*Explore the material*:
A – According to the Thanksgiving stress article, what does a good dinner plan include? List every item.
B – Reproduce the passage of the Thanksgiving stress article between "You are in: KNOXVILLE" and "in my heart.", inclusive.
C – In the Thanksgiving stress article, how many people would squeeze into the grandparents' tiny home?

*Exercise text*:
..........

You are in: KNOXVILLE
- STRESS MANAGEMENT Stress and Holidays: How to Plan for a Thankful Thanksgiving ~ Lisa Birnesser
The Thanksgiving holiday brings back fond memories from many years ago. Mom and dad would bundle up the kids and travel to my grandparents’ home. Dad would always sing “Over the River and Through the Woods” while we were driving to spend time with kin. My grandparents were so rich with the gifts they gave from their hearts. We would squeeze upwards of 25 people in their tiny home. I was so excited to see our family from Ohio since we only connected during the Thanksgiving holiday. These are fond memories that I hold dear in my heart.
Holidays can create beautiful memories at the same time as cause stressful situations. Here are some tips to keep the Thanksgiving holiday a treasured memory:
Plan for Dinner, Dishes, and Decorations. All fabulous feasts start with a good plan. The plan includes a menu, guest list, decorations, table setting and cooking and clean up duties. If you have people who want to easily communicate with each other, create a Dropbox account. It’s an online program where you can share files between dinner attendees who are helping with the menu and more. Create files for your plan that everyone can contribute to make the perfect meal. Great planning also includes asking for help. Create a sign-up sheet so people may bring dishes. I always love to try a new recipe before a big event. This prevents having a mediocre dish for dinner.
Put the Give Back in Thanksgiving. Give to another person or family this Thanksgiving season. When stressed, we get so focused on the big day event that we forget those who may not have something to eat or a place to go. One of my favorite things to do is ask someone to spend the day that would otherwise be alone. Share toys at a local children’s hospital or bring homemade food and goodies to a nursing home facility. Give to another person less fortunate than you when you are feeling obsessed about the perfect holiday. Your perspective will immediately change.

..........

[Stored entries]
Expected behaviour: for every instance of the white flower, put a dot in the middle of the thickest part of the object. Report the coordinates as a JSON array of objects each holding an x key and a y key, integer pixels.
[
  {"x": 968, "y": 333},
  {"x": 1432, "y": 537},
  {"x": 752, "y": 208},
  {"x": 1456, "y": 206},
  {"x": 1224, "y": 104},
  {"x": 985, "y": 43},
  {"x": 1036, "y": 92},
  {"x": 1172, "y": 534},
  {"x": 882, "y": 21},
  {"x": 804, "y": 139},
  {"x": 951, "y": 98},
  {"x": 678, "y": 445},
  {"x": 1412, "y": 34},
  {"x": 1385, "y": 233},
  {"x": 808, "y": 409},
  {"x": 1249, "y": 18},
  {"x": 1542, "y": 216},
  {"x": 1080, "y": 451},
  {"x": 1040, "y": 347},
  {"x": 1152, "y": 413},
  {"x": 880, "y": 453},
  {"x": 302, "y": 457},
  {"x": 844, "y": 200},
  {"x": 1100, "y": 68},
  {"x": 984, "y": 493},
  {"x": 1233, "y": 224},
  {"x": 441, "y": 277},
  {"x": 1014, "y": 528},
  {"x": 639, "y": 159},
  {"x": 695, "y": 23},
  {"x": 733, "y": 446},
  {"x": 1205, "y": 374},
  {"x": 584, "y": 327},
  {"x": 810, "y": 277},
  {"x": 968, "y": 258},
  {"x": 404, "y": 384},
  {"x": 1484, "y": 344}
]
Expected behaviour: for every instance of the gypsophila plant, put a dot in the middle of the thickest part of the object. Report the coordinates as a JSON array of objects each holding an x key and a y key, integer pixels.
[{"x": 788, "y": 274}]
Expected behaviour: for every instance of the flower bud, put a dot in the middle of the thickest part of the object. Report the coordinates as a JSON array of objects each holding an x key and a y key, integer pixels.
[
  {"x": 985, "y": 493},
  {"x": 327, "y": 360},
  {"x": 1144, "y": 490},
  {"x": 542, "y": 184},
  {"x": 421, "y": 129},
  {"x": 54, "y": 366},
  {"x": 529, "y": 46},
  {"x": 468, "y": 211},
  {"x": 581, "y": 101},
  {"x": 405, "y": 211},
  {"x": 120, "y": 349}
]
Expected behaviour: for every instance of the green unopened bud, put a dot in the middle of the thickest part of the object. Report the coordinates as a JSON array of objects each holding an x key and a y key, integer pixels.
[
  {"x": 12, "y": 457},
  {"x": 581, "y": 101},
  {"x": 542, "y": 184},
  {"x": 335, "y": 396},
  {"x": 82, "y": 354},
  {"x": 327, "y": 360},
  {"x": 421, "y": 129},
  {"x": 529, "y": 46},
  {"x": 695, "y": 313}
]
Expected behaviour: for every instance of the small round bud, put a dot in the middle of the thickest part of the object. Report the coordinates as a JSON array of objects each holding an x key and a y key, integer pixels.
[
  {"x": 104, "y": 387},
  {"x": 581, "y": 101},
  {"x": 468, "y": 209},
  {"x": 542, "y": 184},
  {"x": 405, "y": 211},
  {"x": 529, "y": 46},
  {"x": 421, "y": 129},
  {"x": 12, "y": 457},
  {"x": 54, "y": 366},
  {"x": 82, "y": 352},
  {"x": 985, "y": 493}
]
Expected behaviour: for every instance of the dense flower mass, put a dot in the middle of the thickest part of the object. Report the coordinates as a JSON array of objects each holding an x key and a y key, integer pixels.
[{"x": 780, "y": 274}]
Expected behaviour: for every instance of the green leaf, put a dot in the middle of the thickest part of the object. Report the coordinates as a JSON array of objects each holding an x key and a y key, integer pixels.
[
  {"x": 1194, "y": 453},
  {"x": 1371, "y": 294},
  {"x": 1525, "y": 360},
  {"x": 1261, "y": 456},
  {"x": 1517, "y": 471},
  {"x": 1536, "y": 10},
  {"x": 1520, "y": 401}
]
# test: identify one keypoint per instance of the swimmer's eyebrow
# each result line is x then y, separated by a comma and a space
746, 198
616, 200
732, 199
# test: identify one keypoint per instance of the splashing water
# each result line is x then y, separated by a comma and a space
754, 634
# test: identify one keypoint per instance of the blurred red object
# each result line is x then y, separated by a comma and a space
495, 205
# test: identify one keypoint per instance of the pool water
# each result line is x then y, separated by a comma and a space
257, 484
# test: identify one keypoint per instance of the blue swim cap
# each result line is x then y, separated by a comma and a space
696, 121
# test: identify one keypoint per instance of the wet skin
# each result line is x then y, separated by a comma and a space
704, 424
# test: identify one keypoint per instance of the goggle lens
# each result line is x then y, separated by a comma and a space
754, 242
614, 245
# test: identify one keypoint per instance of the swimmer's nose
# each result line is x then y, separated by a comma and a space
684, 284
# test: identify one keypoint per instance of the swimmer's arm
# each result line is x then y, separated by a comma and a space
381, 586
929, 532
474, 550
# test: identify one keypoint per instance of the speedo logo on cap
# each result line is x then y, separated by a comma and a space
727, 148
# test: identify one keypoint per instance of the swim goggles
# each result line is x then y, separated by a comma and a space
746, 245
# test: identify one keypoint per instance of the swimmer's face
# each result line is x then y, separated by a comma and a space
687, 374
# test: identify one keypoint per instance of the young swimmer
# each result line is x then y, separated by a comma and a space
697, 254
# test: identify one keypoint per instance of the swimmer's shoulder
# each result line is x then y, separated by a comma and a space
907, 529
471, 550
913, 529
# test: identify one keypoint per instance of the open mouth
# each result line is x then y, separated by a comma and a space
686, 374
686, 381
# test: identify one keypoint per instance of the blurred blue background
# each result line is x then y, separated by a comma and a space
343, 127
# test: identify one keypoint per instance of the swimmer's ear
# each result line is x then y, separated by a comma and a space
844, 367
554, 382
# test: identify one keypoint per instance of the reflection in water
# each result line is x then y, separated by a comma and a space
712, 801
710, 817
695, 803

..........

*Outputs for the tasks*:
A – A menu, a guest list, decorations, a table setting, and cooking and clean up duties.

B –
You are in: KNOXVILLE
- STRESS MANAGEMENT Stress and Holidays: How to Plan for a Thankful Thanksgiving ~ Lisa Birnesser
The Thanksgiving holiday brings back fond memories from many years ago. Mom and dad would bundle up the kids and travel to my grandparents’ home. Dad would always sing “Over the River and Through the Woods” while we were driving to spend time with kin. My grandparents were so rich with the gifts they gave from their hearts. We would squeeze upwards of 25 people in their tiny home. I was so excited to see our family from Ohio since we only connected during the Thanksgiving holiday. These are fond memories that I hold dear in my heart.

C – Upwards of 25 people.